Given task:
Copy the entries below verbatim, from the line containing "Target: tree shadow" through the final line, both included.

Dataset entries:

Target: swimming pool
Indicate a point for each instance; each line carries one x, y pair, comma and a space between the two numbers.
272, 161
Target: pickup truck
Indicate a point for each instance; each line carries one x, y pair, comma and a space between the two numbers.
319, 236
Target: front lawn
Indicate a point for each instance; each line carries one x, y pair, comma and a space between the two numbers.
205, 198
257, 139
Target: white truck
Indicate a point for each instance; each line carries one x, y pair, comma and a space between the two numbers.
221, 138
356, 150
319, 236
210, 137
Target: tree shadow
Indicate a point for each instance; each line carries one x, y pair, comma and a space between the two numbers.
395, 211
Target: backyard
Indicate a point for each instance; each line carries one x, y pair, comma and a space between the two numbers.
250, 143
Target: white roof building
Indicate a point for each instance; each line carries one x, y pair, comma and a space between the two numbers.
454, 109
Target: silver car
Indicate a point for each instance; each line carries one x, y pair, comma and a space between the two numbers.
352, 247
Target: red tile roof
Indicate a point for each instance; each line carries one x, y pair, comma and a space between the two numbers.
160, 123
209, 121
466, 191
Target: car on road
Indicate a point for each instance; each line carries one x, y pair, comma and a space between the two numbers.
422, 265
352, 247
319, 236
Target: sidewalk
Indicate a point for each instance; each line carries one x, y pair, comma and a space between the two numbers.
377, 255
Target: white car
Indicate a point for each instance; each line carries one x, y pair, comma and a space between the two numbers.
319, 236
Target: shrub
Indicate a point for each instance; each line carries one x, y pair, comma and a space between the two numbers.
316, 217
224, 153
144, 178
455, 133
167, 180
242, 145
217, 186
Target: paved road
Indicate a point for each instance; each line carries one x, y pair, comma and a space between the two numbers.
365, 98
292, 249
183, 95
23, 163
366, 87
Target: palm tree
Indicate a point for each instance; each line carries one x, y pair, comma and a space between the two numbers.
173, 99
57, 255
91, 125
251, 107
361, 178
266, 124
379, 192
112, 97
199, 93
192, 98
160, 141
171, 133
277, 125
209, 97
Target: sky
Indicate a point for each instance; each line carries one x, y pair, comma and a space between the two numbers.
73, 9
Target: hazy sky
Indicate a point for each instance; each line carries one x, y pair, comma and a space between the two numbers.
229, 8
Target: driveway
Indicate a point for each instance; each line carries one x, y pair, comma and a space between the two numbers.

Written solution:
Target: tree shadow
Indicate a point for each instance; each line carries one x, y pair, comma and a space between the two numbers.
395, 211
Target: backyard
Indicate a point for each instance; each line carries one x, y pair, comma and a space between the two numbers.
250, 143
Target: white roof building
Indicate a point for each instance; each line carries one x, y pair, comma and a space between the two numbers.
454, 109
Target: silver car
Indicate a point for each instance; each line carries one x, y pair, comma and a space between the two numbers.
352, 247
Target: red tile roof
Indicate a point for each instance; each line carries one x, y pair, comma and a space between the two numbers.
160, 123
209, 121
466, 191
Target: car on road
Indicate a point for each instance; each line carries one x, y pair, comma and a space between the two numbers.
422, 265
352, 247
319, 236
Target: sidewalk
Indicate a point for each instance; each line carries one x, y pair, comma and a space between the two numbers.
377, 255
Target: white car
Indicate a point for each instance; each line carries one x, y pair, comma and a space between the two numbers.
319, 236
Target: shrub
Indicate a point for each instance; each line carries one x, y pair, comma and a space between the two numbers.
316, 217
224, 153
144, 178
455, 133
167, 180
242, 145
217, 186
Target: paved road
Indicate a point for each instance; each line carries one x, y pair, comma and a space between the two numbers.
365, 98
292, 249
183, 95
23, 163
366, 87
Target: palm tree
Indicate a point for each instance; each line carries one x, y pair, comma and a space between the two numbers.
173, 99
57, 255
91, 125
251, 107
361, 178
266, 124
379, 192
112, 97
199, 93
192, 98
160, 141
171, 133
277, 125
209, 97
Target: sky
Indicate a point for each instance; each line carries one x, y pair, comma and a space between the two numbers.
73, 9
Target: hazy sky
Indicate a point for each instance; each line carries one x, y pair, comma and a space between the two numbers.
229, 8
Target: driveway
Indicate a point for each instance; each line carries one x, y pair, comma and a space between the two numbers.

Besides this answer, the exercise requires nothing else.